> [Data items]
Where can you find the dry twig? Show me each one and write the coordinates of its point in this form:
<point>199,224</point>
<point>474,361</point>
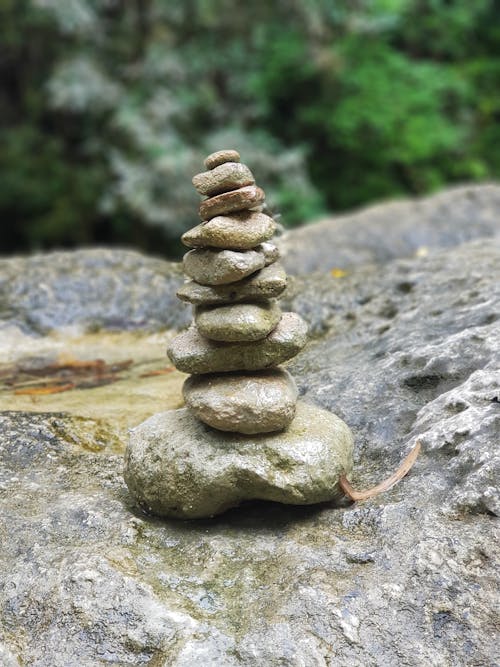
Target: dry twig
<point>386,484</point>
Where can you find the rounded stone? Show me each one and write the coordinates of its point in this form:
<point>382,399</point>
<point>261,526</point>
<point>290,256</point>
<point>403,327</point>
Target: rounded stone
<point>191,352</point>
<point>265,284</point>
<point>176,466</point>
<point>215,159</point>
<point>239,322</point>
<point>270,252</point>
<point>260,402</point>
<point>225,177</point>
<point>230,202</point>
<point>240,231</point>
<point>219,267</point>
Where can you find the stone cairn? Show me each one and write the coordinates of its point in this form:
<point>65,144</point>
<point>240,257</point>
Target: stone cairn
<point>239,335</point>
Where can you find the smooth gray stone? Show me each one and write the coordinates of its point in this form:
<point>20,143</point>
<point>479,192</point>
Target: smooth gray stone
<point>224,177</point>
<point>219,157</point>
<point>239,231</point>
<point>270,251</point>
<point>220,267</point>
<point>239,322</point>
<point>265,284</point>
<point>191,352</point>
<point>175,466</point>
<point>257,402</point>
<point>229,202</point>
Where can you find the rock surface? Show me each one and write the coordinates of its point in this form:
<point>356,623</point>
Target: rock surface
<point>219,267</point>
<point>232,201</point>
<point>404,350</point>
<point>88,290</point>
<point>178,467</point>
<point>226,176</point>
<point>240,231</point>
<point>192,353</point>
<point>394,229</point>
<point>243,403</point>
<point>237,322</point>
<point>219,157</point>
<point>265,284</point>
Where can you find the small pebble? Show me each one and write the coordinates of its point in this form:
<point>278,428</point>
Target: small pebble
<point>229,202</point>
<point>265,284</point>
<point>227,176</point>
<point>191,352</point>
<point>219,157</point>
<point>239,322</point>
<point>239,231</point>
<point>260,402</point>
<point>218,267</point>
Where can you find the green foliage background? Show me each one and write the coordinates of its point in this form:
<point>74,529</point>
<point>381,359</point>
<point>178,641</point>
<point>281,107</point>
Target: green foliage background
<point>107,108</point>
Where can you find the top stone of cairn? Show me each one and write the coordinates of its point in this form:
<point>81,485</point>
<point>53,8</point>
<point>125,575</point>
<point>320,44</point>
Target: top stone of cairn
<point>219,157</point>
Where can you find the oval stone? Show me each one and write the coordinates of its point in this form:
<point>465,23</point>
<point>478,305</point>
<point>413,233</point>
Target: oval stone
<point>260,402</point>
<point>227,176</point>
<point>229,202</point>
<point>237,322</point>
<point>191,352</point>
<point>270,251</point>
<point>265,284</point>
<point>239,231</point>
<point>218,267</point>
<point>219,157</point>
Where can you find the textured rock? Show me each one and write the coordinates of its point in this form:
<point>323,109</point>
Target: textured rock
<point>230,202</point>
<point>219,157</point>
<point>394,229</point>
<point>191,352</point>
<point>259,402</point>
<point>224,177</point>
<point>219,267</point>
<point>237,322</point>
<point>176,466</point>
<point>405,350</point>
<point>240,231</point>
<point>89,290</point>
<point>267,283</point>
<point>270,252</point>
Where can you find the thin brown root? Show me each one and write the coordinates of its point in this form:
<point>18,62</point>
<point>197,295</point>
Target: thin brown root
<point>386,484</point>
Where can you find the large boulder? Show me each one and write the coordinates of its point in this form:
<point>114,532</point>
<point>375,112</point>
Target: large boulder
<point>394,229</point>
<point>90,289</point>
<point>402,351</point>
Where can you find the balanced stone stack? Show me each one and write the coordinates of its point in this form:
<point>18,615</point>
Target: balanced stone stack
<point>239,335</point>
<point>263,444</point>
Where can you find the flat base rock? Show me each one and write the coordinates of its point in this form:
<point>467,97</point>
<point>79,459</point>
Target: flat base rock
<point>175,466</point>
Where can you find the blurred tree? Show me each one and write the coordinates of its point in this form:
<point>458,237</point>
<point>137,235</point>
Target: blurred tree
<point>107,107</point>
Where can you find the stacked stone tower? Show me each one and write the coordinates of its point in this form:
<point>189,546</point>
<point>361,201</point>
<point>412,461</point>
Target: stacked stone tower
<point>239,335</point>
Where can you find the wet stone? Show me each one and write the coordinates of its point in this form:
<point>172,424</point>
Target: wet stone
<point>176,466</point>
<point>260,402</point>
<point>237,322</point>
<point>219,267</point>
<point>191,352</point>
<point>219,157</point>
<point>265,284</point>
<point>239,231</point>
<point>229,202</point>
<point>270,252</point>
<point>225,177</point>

> [Goal]
Can you update the part of the material that opens with the line containing "Where can you find the flat" and runs through the end, changing "Target" to "Object" and leaving everything else as it is?

> [Reply]
Where can you find the flat base rock? Show me each one and write the coordinates of its point in this form:
<point>467,97</point>
<point>79,459</point>
Object: flat base rock
<point>175,466</point>
Where can you find the blurred tree? Show me each one and write the coordinates of its point in this form:
<point>458,237</point>
<point>137,235</point>
Object: blurred tree
<point>107,107</point>
Where can you find the stacked stone tower? Show me each one and write the coordinates of its point in this form:
<point>189,546</point>
<point>361,201</point>
<point>412,461</point>
Object: stacked stone tower
<point>239,335</point>
Where can you find the wet stone? Show me each one and write the coordinates of its point in this form:
<point>172,424</point>
Object: wet stone
<point>176,466</point>
<point>260,402</point>
<point>237,322</point>
<point>219,267</point>
<point>191,352</point>
<point>219,157</point>
<point>265,284</point>
<point>239,231</point>
<point>229,202</point>
<point>270,252</point>
<point>225,177</point>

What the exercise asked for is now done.